* BEGIN Supplied records *

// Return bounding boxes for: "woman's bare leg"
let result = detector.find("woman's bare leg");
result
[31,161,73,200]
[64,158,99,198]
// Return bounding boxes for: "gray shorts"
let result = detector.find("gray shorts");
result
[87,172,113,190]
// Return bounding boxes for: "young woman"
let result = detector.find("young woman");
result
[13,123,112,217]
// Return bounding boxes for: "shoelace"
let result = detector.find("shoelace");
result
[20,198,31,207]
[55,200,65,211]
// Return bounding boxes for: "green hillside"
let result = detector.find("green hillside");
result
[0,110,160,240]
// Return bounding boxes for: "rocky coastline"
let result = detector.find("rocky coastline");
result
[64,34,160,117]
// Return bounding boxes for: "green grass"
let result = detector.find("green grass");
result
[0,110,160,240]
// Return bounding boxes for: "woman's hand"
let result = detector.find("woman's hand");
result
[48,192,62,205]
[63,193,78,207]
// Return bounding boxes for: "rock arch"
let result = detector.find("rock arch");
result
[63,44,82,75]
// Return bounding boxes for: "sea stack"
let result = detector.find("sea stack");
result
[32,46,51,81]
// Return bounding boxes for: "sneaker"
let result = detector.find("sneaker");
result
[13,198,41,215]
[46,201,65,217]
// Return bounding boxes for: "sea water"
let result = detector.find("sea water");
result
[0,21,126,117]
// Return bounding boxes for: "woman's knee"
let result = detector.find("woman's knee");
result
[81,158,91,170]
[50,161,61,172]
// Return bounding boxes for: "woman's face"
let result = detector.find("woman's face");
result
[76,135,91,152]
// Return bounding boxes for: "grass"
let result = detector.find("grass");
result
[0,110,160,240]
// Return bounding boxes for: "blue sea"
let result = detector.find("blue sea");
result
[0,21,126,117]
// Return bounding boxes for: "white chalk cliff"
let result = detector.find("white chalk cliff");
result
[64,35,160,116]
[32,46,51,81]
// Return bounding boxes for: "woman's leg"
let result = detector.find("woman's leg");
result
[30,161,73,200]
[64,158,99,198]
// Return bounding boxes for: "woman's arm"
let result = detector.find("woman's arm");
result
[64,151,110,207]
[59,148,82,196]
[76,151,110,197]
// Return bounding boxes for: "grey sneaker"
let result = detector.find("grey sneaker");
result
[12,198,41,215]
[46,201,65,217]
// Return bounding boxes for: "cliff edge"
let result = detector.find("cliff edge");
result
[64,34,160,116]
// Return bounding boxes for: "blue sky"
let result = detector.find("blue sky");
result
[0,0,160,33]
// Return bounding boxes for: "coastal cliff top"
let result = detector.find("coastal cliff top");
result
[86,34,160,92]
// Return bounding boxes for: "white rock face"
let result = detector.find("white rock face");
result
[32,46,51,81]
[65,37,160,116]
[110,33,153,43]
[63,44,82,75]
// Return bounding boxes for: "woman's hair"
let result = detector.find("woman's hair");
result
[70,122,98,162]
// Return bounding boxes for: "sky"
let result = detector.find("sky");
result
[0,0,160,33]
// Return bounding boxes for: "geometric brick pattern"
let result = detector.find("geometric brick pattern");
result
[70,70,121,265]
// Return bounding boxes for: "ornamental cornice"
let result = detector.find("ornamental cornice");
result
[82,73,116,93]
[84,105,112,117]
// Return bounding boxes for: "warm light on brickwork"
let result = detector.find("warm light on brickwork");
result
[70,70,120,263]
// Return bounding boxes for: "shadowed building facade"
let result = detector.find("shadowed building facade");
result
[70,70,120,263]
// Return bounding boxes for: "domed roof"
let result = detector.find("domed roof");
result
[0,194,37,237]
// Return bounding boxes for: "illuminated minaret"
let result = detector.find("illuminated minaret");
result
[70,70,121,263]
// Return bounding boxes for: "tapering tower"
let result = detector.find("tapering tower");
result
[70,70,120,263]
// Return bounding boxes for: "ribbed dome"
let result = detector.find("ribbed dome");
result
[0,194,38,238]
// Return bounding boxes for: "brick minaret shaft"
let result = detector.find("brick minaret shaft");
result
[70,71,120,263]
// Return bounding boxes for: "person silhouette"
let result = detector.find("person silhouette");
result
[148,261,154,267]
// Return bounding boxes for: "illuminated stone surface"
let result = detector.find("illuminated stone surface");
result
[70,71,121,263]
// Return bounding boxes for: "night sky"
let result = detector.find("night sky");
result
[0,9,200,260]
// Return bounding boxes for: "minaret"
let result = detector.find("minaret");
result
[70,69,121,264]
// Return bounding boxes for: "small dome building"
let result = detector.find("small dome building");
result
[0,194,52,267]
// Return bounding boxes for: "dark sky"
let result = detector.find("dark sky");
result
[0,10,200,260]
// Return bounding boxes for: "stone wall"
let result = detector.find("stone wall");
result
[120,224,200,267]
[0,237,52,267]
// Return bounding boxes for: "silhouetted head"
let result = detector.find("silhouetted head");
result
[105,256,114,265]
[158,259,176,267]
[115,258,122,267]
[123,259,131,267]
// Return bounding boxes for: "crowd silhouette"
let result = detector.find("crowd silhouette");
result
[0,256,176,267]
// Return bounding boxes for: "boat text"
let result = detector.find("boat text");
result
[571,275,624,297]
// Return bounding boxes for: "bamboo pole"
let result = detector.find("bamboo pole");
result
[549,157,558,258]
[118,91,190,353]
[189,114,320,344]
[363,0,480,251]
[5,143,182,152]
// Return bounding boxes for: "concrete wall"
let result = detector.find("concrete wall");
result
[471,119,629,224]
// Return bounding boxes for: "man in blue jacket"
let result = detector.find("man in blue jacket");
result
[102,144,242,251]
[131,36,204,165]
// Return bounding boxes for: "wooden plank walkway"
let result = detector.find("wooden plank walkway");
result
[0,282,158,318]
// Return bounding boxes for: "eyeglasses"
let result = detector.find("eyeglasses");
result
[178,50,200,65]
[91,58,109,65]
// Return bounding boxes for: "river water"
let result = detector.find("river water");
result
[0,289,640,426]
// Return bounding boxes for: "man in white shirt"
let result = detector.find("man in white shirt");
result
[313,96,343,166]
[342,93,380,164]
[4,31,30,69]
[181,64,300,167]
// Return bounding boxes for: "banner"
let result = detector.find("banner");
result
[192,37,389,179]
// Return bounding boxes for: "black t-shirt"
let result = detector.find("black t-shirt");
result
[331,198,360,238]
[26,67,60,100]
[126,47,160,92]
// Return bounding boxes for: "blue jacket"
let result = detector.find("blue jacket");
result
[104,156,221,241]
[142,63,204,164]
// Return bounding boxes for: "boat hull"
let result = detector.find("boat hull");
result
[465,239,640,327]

* END Supplied records *

Which lines in the entries above contain the string "grass"? Copy every matching line in full, and treat the match as case-sensitive.

// Return bounding boxes for: "green grass"
let result = detector.find("green grass");
// Return bounding boxes for: "grass"
let result = detector.find("grass");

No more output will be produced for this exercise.